Fecha: 6 de noviembre de 2022

Hoy escuchamos una llamada muy especial que nos llega desde del fondo de la historia El Año Litúrgico nos introduce en un tiempo importante para nuestra vida espiritual. Es un tiempo que pone en juego la capacidad para lograr un sano equilibrio y una paz serena en medio de las vicisitudes de la vida.

La liturgia nos invita a contemplar el fin de la historia, incluyendo, naturalmente, el fin de cada uno.

Que nadie piense que esta invitación está fuera de todo interés actual. Por un lado, ya hace tiempo que el cine (y otros ámbitos de la cultura) produce abundantes obras sobre el asunto que hoy denominamos “distopías”. Es decir, relatos generalmente dramáticos acerca del fin de nuestro mundo, auténticas profecías acerca del futuro en el que todo acaba destruyéndose. Es algo más que un recurso creativo. A veces se transmite una visión radicalmente negativa: las grandes crisis sobrevienen como efecto necesario de las contradicciones del presente y las causas de males actuales aparecen más poderosas y radicales (dominio aplastante de una dictadura, desastre ecológico, abuso de poder, ambición, explotación, violencia, etc.). Alguna vez se insinúa una brizna de esperanza, por donde acaban ganando “los buenos”…

Por otra parte, la consideración de fenómenos reales que nos afectan globalmente, a toda la humanidad, están provocando pensamientos, que solemos llamar “apocalípticos”. Es decir, juicios sobre el fin, un futuro más o menos lejano, en que la humanidad llega a agotar todos los recursos para sobrevivir. A ello han contribuido las crisis económicas globales, la pandemia, la guerra y sus secuelas en la carestía de recursos alimenticios, el cambio climático y los desastres ecológicos, la ausencia de convicciones firmes y su efecto en la desorientación personal i social, el vacío de ideologías ilusionantes, etc.

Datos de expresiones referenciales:
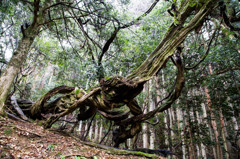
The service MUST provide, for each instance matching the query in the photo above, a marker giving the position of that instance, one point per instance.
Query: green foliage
(50, 147)
(8, 131)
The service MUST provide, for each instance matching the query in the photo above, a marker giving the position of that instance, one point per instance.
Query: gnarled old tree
(117, 91)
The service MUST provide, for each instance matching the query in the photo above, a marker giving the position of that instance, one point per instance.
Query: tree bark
(12, 69)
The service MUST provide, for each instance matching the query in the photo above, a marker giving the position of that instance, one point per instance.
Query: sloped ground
(29, 140)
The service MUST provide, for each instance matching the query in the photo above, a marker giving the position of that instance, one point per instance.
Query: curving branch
(206, 52)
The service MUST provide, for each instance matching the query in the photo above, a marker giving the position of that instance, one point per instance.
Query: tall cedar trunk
(152, 107)
(96, 131)
(206, 114)
(213, 121)
(203, 147)
(20, 56)
(145, 126)
(224, 136)
(80, 128)
(12, 69)
(100, 130)
(181, 125)
(214, 125)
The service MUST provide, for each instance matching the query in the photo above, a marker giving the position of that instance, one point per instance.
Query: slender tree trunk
(145, 126)
(90, 132)
(96, 131)
(203, 147)
(214, 125)
(227, 145)
(100, 130)
(181, 125)
(152, 107)
(12, 70)
(80, 128)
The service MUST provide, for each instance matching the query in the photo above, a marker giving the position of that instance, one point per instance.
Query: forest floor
(24, 140)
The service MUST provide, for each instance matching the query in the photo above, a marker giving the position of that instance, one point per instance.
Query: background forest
(113, 38)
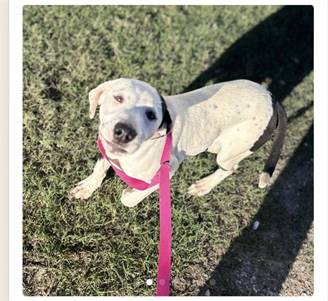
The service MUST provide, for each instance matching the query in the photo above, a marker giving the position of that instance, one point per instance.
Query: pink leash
(162, 177)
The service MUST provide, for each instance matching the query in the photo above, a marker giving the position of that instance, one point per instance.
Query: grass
(99, 247)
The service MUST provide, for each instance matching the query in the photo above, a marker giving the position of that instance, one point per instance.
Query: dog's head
(131, 111)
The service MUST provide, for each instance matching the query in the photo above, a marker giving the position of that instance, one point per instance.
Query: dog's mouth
(114, 147)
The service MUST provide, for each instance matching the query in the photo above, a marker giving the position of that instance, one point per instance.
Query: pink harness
(162, 177)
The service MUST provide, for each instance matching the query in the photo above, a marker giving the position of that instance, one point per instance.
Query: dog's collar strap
(167, 121)
(134, 182)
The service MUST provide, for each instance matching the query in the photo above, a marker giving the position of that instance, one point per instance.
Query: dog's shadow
(278, 51)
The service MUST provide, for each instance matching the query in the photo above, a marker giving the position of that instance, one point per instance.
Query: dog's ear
(94, 97)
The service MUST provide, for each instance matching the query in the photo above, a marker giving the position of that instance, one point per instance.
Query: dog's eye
(119, 98)
(150, 115)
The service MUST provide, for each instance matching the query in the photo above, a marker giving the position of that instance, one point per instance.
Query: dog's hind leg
(205, 185)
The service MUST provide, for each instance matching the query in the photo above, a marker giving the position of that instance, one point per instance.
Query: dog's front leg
(85, 188)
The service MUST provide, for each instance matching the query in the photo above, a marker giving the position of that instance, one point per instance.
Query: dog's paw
(130, 197)
(82, 190)
(264, 180)
(200, 188)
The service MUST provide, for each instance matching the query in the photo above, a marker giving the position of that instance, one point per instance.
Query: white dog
(231, 119)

■ ACTIVIDAD 1: Según la reflexión sobre el fin de la historia, ¿qué nombre reciben hoy los relatos acerca del fin de nuestro mundo que produce el cine?
■ ACTIVIDAD 2: Reproduce el pasaje de la reflexión sobre el fin de la historia que va desde "Por otra parte, la" hasta "ideologías ilusionantes, etc.".
■ ACTIVIDAD 3: Continúa la reflexión sobre el fin de la historia a partir de su última oración.

■ RESPUESTA DEL EJERCICIO 1: Distopías.

■ RESPUESTA DEL EJERCICIO 2:
Por otra parte, la consideración de fenómenos reales que nos afectan globalmente, a toda la humanidad, están provocando pensamientos, que solemos llamar “apocalípticos”. Es decir, juicios sobre el fin, un futuro más o menos lejano, en que la humanidad llega a agotar todos los recursos para sobrevivir. A ello han contribuido las crisis económicas globales, la pandemia, la guerra y sus secuelas en la carestía de recursos alimenticios, el cambio climático y los desastres ecológicos, la ausencia de convicciones firmes y su efecto en la desorientación personal i social, el vacío de ideologías ilusionantes, etc.

■ RESPUESTA DEL EJERCICIO 3:
Para los cristianos pensar y orar sobre el fin de todo y de uno mismo, es esencial. No es una moda, ni un recurso fácil, ni un juego dramático, sino algo que forma parte esencial de su fe.

No hace mucho tiempo se hacía burla del predicador que pretendía mover las conciencias de la gente con amenazadoras representaciones de la muerte propia o del fin del mundo y del subsiguiente juicio. La gente, que en general era víctima de grandes pobrezas, de enfermedades y sufrimientos de todo tipo, se dejaba impresionar. Aquello era una caricatura y un recurso oratorio. Pero ciertamente significaba poner ante los ojos una verdad incuestionable: el fin.

Creemos que estamos lejos de esta situación. En primer lugar, porque, gracias a Dios, ya no se practica aquella oratoria. En segundo lugar, porque los modernos estamos convencidos de nuestro poder y de que somos o seremos capaces de superar cualquier crisis. Y en todo caso, la muerte siempre se puede disimular, hacerla “dulce”, compensarla, no pensar en ella, olvidarla…

Sin embargo, la realidad es tozuda. El fin de todo, el acabamiento de todo lo que hoy puede considerarse valioso y que nos deslumbra, con la muerte personal y colectiva, es un hecho incuestionable, el hecho más cierto, que nadie puede poner en duda.

Afrontar esta realidad, no huir de ella, no disimularla, ha sido, es y será uno de los retos más profundos para quien desee hallar un sentido a la vida. Como decimos, forma parte esencial de nuestra fe.